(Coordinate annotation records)
++++

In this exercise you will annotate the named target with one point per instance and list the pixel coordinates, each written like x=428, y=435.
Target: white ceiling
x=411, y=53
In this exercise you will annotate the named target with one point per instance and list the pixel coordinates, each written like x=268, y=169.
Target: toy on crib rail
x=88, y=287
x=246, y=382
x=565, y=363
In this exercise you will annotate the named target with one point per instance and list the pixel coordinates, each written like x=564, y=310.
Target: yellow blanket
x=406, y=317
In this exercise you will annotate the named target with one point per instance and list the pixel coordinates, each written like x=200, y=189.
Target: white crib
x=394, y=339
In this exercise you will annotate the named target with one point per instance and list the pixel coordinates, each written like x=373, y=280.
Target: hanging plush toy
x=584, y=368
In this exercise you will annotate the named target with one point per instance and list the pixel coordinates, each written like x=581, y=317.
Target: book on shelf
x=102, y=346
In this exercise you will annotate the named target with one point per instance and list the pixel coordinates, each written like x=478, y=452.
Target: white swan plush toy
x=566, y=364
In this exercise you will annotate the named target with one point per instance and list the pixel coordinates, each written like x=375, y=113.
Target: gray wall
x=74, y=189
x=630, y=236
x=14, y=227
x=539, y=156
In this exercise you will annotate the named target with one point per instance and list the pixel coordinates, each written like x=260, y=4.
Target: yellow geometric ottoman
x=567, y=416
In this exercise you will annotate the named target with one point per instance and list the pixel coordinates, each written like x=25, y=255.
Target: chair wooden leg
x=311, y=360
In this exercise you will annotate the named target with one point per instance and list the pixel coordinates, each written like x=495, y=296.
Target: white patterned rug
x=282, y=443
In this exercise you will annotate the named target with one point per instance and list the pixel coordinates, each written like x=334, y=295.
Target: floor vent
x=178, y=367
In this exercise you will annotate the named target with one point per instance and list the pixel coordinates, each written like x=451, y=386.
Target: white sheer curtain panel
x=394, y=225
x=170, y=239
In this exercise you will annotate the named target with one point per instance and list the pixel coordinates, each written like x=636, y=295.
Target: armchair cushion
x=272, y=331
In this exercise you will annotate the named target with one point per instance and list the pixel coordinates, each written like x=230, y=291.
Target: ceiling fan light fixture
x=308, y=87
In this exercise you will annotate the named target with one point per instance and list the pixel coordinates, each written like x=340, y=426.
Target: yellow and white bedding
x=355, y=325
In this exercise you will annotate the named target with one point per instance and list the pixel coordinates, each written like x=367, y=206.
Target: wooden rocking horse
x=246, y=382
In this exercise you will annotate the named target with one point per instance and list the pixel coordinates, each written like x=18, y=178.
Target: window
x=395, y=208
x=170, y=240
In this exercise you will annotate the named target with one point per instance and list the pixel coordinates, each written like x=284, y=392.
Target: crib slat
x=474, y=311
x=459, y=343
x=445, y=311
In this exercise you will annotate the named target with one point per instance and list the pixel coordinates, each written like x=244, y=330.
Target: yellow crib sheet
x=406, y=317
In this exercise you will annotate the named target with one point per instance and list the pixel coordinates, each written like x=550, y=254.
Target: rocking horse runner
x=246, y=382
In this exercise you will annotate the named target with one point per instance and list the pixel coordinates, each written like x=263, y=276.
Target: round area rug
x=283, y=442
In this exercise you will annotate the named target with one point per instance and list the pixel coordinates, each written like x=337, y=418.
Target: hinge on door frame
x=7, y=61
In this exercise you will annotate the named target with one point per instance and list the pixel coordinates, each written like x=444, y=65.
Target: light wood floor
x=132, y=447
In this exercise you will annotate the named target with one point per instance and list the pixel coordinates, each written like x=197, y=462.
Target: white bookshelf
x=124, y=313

++++

→ **YOUR TASK**:
Reproduce all of the records above line for line, without changing a single character.

→ **SOLUTION FOR THIS PROBLEM**:
In this exercise you will annotate the named target with one point per instance and list the pixel coordinates, each written like x=428, y=435.
Target: white ceiling
x=411, y=53
In this exercise you will annotate the named target with one point per instance and list the pixel coordinates, each written like x=268, y=169.
Target: toy on crib rail
x=88, y=287
x=246, y=382
x=565, y=363
In this exercise you will annotate the named target with one point per instance and list the pixel coordinates, each written like x=564, y=310.
Target: yellow blanket
x=406, y=317
In this exercise you will annotate the named target with one point per instance and list the pixel coordinates, each written like x=200, y=189.
Target: white crib
x=394, y=339
In this exercise you will annotate the named target with one point per instance and list the pixel coordinates, each written like x=373, y=280.
Target: hanging plush toy
x=584, y=368
In this exercise you will annotate the named target with one point per instance and list the pixel coordinates, each written like x=581, y=317.
Target: book on shelf
x=102, y=346
In this exercise you will annotate the named target with one point per instance and list the pixel coordinates, each written like x=478, y=452.
Target: white swan plush toy
x=566, y=364
In this exercise you will annotate the named target with one point per instance and list the pixel coordinates, each written like x=375, y=113.
Target: gray wall
x=74, y=189
x=630, y=236
x=14, y=227
x=539, y=156
In this exercise you will annotate the named target with one point per instance and list the pixel coordinates, each written like x=260, y=4.
Target: yellow geometric ottoman
x=567, y=416
In this exercise you will annotate the named target with one point per instance and list the pixel coordinates, each written like x=25, y=255.
Target: chair wooden leg
x=311, y=360
In this exercise you will annotate the named target with one point per instance and list the pixel coordinates, each written like x=495, y=296.
Target: white patterned rug
x=282, y=443
In this exercise you will annotate the named target with one point per instance and list the pixel coordinates, each written like x=334, y=295.
Target: floor vent
x=178, y=367
In this exercise you will annotate the named target with one point per instance and list the pixel coordinates, each written like x=451, y=386.
Target: white sheer curtain panel
x=394, y=225
x=170, y=239
In this exercise you will annotate the named target with one point per instance and list the pixel coordinates, each written like x=636, y=295.
Target: armchair cushion
x=272, y=331
In this exercise you will annotate the named target with one point per instance and list the pixel coordinates, each written like x=230, y=291.
Target: ceiling fan light fixture
x=308, y=87
In this exercise you will annotate the named target with one point per instance and list the pixel coordinates, each written like x=340, y=426.
Target: yellow and white bedding
x=355, y=325
In this exercise you will annotate the named target with one point per instance and list the pixel coordinates, each written like x=367, y=206.
Target: wooden rocking horse
x=246, y=382
In this exercise you will annotate the named target with one point per instance and list the pixel coordinates, each written like x=18, y=178.
Target: window
x=395, y=208
x=170, y=240
In this exercise you will annotate the named target with one point per instance and list the pixel coordinates, each written like x=284, y=392.
Target: crib slat
x=474, y=311
x=459, y=343
x=445, y=311
In this exercise you will annotate the named target with one point per instance and list the pixel coordinates, each written like x=244, y=330.
Target: yellow crib sheet
x=406, y=317
In this exercise you will annotate the named target with one point per instance and list the pixel coordinates, each written like x=550, y=254.
Target: rocking horse runner
x=246, y=382
In this exercise you will annotate the named target with one point per instance and list the pixel coordinates, each written like x=263, y=276.
Target: round area rug
x=283, y=442
In this exercise you will annotate the named target with one point per instance and list the pixel coordinates, each written like x=337, y=418.
Target: hinge on door frame
x=7, y=61
In this exercise you will annotate the named target with one point per instance and list the pixel coordinates, each written like x=444, y=65.
Target: light wood floor
x=132, y=447
In this exercise you will annotate the named target with one point per instance and list the pixel coordinates, each written like x=197, y=462.
Target: white bookshelf
x=124, y=313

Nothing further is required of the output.